* **Problem to work on**
Beneath this instruction is a listing. Transcribe from it only the stretch from the line with "<point>626,345</point>" through the line with "Give a dot for each instance of the upholstered", both end lines included, exactly as written.

* **Given information**
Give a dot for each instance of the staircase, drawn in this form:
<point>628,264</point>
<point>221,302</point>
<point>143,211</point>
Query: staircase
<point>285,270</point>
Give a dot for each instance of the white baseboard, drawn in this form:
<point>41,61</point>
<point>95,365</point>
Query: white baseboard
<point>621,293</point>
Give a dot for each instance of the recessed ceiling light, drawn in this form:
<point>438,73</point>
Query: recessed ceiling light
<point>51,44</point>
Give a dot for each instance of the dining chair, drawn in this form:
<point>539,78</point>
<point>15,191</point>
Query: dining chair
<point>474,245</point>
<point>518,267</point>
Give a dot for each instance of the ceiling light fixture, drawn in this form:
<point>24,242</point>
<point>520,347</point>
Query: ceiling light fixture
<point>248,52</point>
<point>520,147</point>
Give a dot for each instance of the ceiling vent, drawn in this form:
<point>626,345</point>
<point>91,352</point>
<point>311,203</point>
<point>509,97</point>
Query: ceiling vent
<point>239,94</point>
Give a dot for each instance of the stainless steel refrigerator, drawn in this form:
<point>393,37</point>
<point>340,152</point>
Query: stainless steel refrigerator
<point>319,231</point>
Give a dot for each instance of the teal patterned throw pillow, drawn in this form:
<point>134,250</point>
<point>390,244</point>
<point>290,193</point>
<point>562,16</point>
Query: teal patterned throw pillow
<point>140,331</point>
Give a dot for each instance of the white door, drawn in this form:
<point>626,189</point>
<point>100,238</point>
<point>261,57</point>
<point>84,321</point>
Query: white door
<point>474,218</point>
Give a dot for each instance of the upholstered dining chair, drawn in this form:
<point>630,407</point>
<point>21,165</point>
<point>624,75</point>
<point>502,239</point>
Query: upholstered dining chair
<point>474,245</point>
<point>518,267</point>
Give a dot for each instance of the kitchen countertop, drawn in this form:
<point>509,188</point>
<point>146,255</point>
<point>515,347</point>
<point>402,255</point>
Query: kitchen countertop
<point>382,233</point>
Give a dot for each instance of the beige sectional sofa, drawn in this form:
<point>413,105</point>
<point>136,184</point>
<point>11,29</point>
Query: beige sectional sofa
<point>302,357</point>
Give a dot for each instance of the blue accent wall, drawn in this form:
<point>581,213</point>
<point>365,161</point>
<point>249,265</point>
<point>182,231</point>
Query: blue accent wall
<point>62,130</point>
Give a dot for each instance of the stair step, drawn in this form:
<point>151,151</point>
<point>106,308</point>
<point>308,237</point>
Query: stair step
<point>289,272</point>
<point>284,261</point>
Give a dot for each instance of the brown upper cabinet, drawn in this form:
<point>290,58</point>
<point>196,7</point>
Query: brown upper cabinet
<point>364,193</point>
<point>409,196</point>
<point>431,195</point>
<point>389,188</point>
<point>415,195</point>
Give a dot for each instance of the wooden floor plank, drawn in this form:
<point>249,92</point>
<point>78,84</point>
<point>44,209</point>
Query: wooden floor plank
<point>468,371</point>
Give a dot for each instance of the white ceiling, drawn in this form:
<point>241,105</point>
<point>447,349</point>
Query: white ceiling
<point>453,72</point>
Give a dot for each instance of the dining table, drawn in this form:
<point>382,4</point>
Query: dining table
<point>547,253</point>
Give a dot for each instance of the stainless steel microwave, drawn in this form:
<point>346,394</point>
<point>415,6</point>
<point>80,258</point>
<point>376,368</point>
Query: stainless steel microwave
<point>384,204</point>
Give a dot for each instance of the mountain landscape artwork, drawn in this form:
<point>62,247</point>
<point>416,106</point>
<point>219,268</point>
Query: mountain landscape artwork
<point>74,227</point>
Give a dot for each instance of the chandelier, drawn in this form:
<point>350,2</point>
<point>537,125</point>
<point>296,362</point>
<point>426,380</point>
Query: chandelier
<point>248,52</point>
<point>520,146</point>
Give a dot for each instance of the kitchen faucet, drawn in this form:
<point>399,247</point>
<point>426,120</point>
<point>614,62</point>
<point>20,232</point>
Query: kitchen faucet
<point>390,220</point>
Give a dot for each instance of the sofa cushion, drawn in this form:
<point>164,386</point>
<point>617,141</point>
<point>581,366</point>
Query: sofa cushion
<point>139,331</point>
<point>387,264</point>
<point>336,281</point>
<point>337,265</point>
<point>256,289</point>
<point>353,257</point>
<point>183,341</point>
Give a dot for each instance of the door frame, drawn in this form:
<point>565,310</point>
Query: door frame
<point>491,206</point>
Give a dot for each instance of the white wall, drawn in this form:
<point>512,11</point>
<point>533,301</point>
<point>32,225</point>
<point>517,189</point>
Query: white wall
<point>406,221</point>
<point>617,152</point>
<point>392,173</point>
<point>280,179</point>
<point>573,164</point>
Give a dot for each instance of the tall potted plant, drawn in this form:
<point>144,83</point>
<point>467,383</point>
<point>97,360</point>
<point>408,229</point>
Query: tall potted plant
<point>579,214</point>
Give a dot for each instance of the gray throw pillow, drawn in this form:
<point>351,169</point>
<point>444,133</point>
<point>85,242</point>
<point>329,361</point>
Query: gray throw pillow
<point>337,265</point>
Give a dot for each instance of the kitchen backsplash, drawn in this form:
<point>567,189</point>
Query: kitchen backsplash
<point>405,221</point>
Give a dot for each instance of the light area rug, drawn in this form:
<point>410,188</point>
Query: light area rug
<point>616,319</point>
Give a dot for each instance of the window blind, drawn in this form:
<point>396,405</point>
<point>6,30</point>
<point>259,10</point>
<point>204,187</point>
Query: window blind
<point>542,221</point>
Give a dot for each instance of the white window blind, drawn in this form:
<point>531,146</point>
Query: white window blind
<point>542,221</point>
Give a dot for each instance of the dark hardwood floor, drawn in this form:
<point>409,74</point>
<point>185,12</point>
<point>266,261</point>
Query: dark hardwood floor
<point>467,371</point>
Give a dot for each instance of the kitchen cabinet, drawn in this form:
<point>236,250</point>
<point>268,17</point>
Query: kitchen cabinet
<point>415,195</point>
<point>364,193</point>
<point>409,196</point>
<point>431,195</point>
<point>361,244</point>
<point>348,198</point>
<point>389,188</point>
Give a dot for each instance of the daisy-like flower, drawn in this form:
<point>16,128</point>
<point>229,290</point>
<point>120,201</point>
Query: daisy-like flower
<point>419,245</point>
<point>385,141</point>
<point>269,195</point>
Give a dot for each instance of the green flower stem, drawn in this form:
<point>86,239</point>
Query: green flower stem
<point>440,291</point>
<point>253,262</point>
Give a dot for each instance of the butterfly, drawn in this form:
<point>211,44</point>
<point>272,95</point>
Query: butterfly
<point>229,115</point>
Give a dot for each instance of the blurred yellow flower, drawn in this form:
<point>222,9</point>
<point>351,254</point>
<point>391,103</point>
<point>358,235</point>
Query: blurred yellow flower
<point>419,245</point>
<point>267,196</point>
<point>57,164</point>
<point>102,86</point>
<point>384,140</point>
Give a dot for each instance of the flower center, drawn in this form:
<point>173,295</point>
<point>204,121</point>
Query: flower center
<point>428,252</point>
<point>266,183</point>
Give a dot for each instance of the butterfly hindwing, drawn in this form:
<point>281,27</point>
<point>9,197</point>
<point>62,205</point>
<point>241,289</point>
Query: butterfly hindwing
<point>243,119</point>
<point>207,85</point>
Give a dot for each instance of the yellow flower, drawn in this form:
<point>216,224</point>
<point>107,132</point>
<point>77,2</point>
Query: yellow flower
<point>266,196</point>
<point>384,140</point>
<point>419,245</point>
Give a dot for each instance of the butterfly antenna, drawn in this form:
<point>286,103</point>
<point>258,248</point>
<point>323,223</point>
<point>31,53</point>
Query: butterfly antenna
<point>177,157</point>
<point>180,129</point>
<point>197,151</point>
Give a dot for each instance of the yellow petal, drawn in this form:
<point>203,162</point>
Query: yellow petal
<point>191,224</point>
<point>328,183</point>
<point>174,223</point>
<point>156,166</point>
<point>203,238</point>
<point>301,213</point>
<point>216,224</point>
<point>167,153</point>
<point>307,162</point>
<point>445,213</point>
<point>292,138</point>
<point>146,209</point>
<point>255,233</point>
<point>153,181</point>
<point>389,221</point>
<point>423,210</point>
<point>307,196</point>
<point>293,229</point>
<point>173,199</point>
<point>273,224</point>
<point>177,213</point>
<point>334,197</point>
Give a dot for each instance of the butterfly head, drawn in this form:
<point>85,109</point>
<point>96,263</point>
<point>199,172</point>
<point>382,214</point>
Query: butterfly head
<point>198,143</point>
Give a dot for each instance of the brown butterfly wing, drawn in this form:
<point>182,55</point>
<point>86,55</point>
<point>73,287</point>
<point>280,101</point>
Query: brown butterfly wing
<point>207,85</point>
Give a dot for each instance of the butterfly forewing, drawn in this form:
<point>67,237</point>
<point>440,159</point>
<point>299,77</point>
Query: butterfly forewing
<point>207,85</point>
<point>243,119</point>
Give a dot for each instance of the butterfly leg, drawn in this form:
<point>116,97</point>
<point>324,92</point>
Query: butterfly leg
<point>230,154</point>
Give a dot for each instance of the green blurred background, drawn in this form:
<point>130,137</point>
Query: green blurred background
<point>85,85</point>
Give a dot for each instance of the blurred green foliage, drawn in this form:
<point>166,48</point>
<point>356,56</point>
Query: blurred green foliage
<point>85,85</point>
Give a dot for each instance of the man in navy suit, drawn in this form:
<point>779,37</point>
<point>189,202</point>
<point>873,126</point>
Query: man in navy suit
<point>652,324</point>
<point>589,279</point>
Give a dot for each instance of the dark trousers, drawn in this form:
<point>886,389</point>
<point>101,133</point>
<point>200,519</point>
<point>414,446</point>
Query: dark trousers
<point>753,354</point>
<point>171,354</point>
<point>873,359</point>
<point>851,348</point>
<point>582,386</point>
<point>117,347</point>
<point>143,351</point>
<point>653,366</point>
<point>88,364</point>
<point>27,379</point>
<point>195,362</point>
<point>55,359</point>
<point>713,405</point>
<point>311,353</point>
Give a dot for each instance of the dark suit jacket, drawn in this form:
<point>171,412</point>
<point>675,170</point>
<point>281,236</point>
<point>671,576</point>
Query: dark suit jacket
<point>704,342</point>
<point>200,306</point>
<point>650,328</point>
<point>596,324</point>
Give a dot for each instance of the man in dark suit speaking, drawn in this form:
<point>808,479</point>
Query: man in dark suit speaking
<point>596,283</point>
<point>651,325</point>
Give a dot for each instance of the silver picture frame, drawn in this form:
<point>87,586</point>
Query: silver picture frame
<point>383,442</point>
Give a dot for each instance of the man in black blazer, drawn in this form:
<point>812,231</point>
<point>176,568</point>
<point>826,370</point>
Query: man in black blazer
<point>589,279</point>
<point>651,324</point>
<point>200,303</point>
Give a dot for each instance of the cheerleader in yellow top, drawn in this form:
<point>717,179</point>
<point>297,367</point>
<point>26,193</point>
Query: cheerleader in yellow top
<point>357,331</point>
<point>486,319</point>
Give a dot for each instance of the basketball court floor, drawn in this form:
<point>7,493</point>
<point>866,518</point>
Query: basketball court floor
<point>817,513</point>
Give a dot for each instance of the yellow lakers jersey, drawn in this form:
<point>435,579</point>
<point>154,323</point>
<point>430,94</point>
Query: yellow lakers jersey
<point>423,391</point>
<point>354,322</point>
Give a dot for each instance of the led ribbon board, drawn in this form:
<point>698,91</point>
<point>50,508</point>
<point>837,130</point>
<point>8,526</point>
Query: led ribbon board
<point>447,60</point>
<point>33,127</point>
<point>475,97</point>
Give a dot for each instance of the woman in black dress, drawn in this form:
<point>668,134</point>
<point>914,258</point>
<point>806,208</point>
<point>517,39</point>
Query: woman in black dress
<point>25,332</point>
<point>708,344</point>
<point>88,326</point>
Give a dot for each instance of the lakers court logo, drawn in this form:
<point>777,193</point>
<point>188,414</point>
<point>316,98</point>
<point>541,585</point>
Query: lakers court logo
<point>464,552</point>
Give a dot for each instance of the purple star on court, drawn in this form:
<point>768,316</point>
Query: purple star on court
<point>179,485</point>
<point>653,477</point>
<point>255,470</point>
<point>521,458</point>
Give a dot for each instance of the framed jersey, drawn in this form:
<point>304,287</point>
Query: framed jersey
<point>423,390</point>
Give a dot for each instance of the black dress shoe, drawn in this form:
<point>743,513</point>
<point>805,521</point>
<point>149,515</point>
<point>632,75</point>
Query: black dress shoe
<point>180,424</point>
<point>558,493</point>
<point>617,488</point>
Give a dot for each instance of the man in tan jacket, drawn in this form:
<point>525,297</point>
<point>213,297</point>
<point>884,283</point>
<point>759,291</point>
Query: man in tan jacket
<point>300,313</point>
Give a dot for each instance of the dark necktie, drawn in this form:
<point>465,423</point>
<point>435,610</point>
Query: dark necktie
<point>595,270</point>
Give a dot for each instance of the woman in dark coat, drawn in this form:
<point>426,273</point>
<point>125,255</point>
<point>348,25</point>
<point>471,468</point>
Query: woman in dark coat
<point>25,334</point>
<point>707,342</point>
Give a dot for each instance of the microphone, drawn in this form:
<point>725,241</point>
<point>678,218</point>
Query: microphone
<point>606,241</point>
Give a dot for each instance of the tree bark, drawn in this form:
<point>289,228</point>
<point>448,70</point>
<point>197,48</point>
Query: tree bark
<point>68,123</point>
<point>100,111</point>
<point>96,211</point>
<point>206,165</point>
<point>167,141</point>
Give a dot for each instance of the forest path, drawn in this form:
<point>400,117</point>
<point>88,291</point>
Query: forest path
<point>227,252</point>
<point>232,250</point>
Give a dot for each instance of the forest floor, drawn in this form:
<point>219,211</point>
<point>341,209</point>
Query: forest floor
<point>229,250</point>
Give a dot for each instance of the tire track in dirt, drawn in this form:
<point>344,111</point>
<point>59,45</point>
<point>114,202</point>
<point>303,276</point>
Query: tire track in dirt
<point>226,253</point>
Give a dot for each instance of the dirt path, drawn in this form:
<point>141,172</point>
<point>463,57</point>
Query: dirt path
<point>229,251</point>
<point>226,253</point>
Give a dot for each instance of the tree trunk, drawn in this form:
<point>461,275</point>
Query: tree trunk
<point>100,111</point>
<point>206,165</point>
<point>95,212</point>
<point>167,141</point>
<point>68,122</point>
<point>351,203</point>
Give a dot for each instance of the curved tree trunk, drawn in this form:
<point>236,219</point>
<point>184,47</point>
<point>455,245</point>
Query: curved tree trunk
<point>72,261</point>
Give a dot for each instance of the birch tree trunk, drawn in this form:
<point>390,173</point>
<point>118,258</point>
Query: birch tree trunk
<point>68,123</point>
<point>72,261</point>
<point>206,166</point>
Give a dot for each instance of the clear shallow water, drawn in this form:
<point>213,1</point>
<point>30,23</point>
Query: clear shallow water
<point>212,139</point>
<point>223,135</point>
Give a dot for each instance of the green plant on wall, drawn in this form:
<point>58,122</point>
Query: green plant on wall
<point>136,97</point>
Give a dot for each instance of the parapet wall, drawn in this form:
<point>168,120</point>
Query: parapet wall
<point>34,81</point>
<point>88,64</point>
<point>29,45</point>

* **Reply**
<point>626,345</point>
<point>91,352</point>
<point>311,203</point>
<point>509,97</point>
Query: ceiling vent
<point>239,94</point>
Give a dot for each instance of the stainless steel refrigerator, drawn in this form:
<point>393,37</point>
<point>340,152</point>
Query: stainless steel refrigerator
<point>319,231</point>
Give a dot for each instance of the teal patterned throw pillow, drawn in this form:
<point>134,250</point>
<point>390,244</point>
<point>290,193</point>
<point>562,16</point>
Query: teal patterned throw pillow
<point>140,331</point>
Give a dot for each instance of the white door, drawn in this form:
<point>626,189</point>
<point>100,238</point>
<point>261,57</point>
<point>84,321</point>
Query: white door
<point>474,218</point>
Give a dot for each instance of the upholstered dining chair, drawn in this form:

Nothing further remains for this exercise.